Seção do texto
+++++

A MORTE O METEORO – Joca Reiners Terron

CADA SEGUNDO QUE PASSA É UM MILAGRE QUE JAMAIS SE REPETE

A Amazônia está devastada, os chineses chegaram à marte, o Chile foi engolido pelo Oceano Pacífico. Eis o cenário de um futuro cheio de contrastes presente em A morte e o meteoro, novo livro de Joca Reiners Terron, lançado recentemente pela Todavia. Um cenário com alguns pontos facilmente reconhecíveis em nosso presente, sobretudo quando se trata da questão amazônica.

            Eis o mote inicial: por causa da devastação de nossa floresta, índios da etnia kaajapukugi pedem asilo no México. A etnia, que praticamente não havia tido contado com o homem branco anteriormente, é recebido pelos mazatecas e alojado na região de Oaxaca, no sul do país. É a primeira na história que um grupo indígena faz tal deslocamento como refugiados políticos, e a viagem é acompanhada de perto pela imprensa internacional.

            O narrador do romance, que conta com pouco mais de cento e dez páginas, é um funcionário público mexicano que acaba sendo responsável por acompanhar os últimos cinquenta remanescentes da tribo, cujos integrantes são apenas homens. Sem nenhuma mulher, e com a maioria esmagadora de homens velhos, os kaajapukugi são um povo que esperam a morte em breve.

            Tendo perdido os pais há pouquíssimo tempo, o tal funcionário é quem ajuda o sertanista brasileiro Boaventura, homem que conhece mais profundamente o povo que vai habitar novas terras. Porém, Boaventura morre misteriosamente pouco antes de embarcar com os kaajapukugi para o México. O misterioso mexicano se vê, de repente, em meio a grandes problemas.

            Em dois dos quatro capítulos, o narrador cede a voz ao falecido Boaventura. O mexicano recebe em seu celular uma mensagem do brasileiro horas antes desse último falecer. Na mensagem, um link para um longo vídeo no qual Boaventura vai contar seu passado ambíguo quando descobriu, interagiu e viveu em companhia dos kaajapukugi.

            Um dos primeiros pontos interessantes e visíveis do livro é a questão da diáspora, que não é novidade na história humana. Povos de todos os cantos do planeta se deslocam desde sempre por inúmeros motivos: esgotamento de recursos naturais, fome, pestes, guerras etc. Mas um povo inteiro transferido como exilado político não é algo comum, sobretudo por se tratarem de índios, tão apegados ao local e suas tradições.

+++++

Dados fornecidos
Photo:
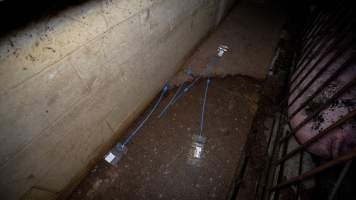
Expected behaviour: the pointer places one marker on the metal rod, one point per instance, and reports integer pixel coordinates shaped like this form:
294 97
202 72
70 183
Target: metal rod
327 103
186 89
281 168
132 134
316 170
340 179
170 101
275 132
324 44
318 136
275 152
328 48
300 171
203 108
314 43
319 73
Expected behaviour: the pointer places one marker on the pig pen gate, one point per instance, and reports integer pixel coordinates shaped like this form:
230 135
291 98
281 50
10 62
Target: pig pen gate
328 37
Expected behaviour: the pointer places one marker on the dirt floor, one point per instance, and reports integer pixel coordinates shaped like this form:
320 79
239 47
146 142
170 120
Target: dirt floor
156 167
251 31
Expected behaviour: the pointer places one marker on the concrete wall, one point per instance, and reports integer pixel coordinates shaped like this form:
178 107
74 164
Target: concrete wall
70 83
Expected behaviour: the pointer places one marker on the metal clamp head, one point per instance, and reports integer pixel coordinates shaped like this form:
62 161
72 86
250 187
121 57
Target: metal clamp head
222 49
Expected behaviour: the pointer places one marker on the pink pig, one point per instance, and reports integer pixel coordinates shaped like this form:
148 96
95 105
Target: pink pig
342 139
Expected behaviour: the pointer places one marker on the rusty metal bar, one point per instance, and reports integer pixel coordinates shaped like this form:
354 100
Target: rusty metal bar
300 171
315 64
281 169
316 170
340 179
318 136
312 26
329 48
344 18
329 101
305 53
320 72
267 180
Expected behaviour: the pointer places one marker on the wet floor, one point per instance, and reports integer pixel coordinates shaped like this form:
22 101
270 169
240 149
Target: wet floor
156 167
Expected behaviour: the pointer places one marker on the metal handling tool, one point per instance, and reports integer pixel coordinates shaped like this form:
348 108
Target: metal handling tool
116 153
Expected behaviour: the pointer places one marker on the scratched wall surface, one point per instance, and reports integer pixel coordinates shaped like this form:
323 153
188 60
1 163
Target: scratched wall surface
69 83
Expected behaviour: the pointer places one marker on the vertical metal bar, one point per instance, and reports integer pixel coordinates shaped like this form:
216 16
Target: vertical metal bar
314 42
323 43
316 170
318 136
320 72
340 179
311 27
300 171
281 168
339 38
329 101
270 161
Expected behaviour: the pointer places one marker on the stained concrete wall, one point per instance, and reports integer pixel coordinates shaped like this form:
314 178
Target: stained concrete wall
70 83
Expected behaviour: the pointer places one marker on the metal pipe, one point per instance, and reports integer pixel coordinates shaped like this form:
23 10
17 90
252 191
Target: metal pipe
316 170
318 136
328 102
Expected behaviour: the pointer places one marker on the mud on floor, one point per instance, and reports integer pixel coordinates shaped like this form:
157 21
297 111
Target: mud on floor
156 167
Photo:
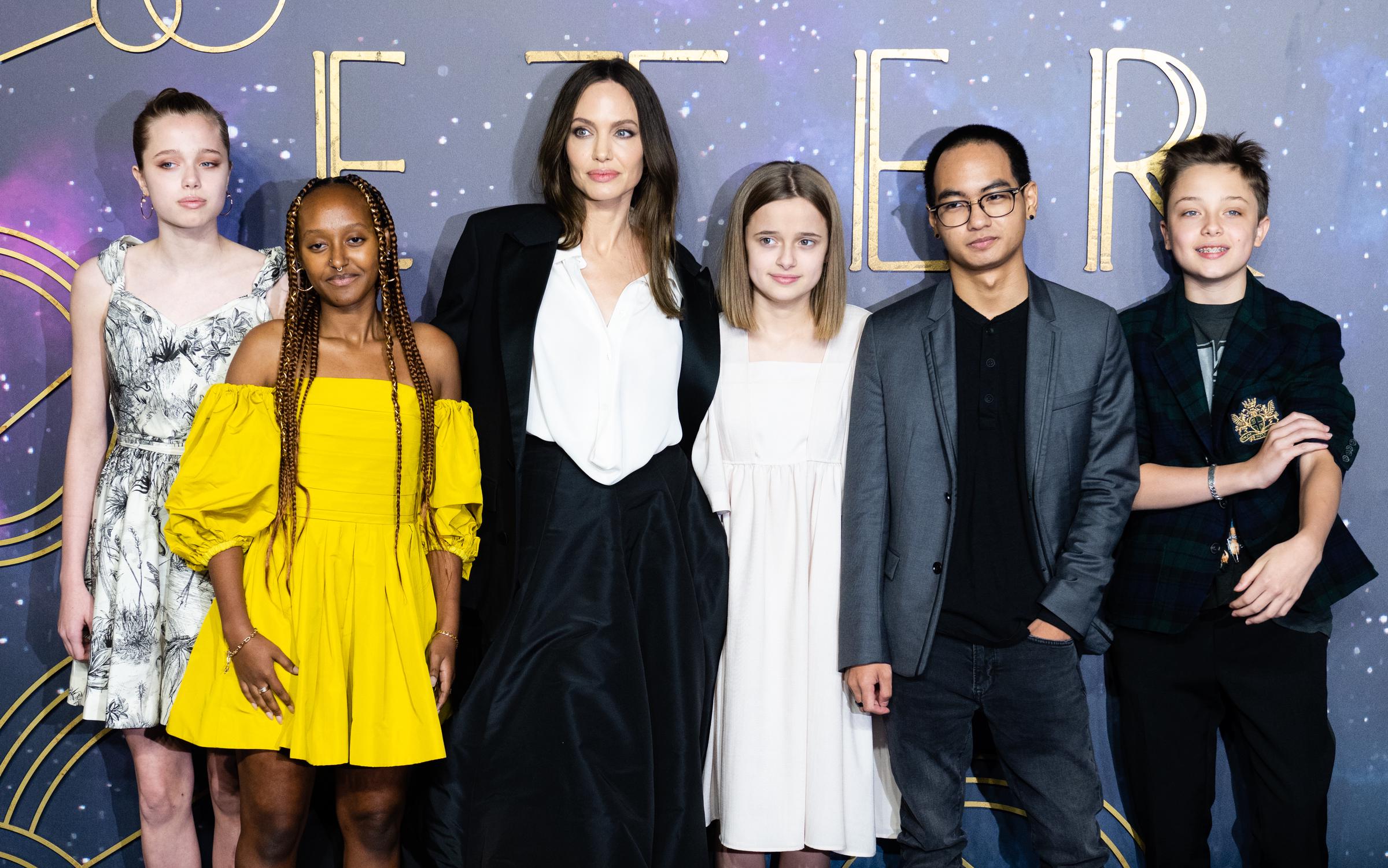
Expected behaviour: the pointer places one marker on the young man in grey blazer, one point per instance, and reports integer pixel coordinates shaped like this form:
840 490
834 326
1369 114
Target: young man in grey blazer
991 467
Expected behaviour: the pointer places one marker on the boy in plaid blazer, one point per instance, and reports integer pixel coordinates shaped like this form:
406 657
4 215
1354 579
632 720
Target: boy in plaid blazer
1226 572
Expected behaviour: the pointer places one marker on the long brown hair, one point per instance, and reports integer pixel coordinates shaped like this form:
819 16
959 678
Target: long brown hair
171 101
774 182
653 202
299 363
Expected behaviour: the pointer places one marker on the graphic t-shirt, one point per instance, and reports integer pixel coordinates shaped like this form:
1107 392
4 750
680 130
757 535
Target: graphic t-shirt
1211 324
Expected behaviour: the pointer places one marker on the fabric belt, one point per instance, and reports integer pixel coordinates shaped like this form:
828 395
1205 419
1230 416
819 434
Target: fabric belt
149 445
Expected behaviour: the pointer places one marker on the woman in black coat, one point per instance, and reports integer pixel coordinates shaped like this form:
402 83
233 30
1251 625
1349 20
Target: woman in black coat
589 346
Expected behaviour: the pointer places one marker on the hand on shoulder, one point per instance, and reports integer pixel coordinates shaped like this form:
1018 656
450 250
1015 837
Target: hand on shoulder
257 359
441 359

+++++

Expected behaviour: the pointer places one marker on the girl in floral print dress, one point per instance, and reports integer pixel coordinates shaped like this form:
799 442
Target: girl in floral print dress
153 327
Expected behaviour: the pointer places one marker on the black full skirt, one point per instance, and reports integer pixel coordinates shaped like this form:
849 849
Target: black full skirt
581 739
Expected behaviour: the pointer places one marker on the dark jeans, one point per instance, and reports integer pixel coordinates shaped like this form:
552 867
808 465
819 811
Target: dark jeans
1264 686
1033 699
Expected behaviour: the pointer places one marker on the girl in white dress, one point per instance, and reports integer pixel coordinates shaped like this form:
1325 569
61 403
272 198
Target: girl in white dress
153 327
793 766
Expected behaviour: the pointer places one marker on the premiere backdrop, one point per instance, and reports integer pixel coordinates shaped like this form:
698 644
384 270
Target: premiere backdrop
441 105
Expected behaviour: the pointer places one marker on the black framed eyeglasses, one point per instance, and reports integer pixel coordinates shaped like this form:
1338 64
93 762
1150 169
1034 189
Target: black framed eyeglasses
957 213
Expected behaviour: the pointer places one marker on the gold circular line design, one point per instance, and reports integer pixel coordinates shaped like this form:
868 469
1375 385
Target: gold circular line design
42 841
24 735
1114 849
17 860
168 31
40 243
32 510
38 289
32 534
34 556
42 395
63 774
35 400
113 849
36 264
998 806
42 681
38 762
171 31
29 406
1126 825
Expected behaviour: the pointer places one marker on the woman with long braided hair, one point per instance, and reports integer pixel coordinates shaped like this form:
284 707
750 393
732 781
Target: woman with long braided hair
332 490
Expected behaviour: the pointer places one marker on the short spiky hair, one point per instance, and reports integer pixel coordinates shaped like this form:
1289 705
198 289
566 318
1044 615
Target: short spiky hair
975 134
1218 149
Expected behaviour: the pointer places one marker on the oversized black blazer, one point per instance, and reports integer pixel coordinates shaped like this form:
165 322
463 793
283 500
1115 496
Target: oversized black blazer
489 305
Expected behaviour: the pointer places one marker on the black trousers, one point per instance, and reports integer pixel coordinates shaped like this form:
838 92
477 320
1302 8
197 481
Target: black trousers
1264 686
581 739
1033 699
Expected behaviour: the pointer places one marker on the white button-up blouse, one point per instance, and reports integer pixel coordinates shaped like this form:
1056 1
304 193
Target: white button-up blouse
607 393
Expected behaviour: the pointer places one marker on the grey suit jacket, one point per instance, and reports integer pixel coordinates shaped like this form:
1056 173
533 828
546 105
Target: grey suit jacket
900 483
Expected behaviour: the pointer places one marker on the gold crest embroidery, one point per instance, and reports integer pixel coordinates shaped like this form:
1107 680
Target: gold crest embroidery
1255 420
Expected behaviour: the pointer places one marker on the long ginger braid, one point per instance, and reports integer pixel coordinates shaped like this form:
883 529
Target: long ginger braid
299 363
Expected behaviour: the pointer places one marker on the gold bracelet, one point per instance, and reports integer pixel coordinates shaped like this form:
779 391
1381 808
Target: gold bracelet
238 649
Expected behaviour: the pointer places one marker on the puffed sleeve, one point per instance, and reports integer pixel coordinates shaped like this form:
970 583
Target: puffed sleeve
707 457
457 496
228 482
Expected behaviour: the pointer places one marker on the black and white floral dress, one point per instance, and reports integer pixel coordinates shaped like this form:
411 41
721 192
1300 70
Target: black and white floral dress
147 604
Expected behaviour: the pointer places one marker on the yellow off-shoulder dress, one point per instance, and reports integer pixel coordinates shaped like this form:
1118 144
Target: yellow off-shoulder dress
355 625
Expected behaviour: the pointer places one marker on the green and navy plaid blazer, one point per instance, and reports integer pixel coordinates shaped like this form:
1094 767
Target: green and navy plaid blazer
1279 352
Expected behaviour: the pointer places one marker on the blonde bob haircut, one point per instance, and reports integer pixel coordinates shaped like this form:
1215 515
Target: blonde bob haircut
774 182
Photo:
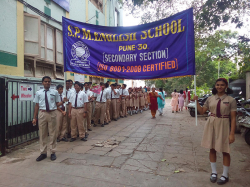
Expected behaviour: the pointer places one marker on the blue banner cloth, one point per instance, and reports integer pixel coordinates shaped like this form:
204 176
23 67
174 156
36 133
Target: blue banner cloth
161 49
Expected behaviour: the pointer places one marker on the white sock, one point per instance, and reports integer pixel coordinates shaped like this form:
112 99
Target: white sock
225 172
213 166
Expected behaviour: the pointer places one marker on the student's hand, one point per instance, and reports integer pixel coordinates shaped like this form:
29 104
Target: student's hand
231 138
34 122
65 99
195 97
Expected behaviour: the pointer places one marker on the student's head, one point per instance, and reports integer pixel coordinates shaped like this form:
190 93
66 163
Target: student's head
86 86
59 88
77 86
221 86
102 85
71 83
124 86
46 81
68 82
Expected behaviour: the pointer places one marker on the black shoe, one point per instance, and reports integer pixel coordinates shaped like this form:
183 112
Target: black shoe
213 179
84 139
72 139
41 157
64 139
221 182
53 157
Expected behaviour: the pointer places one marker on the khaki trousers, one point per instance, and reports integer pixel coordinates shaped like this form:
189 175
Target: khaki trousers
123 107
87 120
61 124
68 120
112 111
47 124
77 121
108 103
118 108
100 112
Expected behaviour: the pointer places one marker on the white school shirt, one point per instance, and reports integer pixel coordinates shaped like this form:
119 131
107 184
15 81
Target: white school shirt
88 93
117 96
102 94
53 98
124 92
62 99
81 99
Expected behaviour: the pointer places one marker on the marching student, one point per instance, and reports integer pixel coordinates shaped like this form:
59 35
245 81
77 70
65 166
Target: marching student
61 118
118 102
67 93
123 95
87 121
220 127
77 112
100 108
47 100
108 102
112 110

+++++

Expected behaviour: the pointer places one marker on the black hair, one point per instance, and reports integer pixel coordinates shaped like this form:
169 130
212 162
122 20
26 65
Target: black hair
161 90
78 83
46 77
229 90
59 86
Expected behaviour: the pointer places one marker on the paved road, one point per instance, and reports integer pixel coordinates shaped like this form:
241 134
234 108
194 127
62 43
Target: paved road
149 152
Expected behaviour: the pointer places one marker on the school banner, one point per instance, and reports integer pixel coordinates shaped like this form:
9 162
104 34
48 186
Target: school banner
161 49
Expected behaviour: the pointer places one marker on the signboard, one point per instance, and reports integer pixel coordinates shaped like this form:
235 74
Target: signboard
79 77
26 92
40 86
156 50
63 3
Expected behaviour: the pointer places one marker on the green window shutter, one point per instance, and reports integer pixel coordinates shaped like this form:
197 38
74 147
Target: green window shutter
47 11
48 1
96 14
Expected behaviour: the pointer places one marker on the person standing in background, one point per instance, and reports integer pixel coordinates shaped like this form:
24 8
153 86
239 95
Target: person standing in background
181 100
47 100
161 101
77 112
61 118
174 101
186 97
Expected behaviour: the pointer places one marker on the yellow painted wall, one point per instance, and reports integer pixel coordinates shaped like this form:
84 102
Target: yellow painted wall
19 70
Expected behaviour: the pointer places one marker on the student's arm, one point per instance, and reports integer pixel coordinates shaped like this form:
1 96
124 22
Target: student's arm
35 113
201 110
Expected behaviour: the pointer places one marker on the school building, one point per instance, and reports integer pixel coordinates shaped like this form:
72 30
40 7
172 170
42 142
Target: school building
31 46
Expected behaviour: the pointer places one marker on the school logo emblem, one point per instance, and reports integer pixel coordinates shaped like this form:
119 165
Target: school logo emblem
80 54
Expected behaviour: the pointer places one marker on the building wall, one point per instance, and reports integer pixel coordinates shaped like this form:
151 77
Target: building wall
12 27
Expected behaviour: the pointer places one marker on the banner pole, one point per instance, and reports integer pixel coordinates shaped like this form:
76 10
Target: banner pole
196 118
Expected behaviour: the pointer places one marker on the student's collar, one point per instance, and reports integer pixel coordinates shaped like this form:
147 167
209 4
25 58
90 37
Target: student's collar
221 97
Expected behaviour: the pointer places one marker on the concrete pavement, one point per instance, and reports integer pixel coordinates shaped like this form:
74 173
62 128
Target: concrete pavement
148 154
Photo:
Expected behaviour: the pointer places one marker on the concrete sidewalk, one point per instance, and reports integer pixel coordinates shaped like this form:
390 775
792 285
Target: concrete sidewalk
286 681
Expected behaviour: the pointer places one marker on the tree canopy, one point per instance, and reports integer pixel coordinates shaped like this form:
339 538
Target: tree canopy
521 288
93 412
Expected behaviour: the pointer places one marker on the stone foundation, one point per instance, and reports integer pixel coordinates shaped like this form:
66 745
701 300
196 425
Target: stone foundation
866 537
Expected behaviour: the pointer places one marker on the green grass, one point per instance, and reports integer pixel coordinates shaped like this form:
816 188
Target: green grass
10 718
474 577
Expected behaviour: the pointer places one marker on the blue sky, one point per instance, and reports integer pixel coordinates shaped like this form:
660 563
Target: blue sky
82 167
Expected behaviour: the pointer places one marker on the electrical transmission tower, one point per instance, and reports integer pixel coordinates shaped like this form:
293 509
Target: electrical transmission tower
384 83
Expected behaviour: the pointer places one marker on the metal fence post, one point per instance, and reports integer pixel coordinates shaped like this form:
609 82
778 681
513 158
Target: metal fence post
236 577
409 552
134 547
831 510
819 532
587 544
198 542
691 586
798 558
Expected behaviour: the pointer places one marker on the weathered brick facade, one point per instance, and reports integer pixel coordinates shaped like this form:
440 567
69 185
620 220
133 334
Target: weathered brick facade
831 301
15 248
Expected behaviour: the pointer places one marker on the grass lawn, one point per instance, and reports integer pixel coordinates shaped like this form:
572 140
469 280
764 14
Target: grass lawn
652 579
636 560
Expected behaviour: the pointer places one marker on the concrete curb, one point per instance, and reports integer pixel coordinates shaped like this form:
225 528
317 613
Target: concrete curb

+++++

Reproduza sem alterações o trecho do texto sobre o romance A morte e o meteoro que fica entre "Eis o mote inicial: por" e "morte em breve.", incluindo esses dois pontos.

Exercício resolvido
Eis o mote inicial: por causa da devastação de nossa floresta, índios da etnia kaajapukugi pedem asilo no México. A etnia, que praticamente não havia tido contado com o homem branco anteriormente, é recebido pelos mazatecas e alojado na região de Oaxaca, no sul do país. É a primeira na história que um grupo indígena faz tal deslocamento como refugiados políticos, e a viagem é acompanhada de perto pela imprensa internacional.

            O narrador do romance, que conta com pouco mais de cento e dez páginas, é um funcionário público mexicano que acaba sendo responsável por acompanhar os últimos cinquenta remanescentes da tribo, cujos integrantes são apenas homens. Sem nenhuma mulher, e com a maioria esmagadora de homens velhos, os kaajapukugi são um povo que esperam a morte em breve.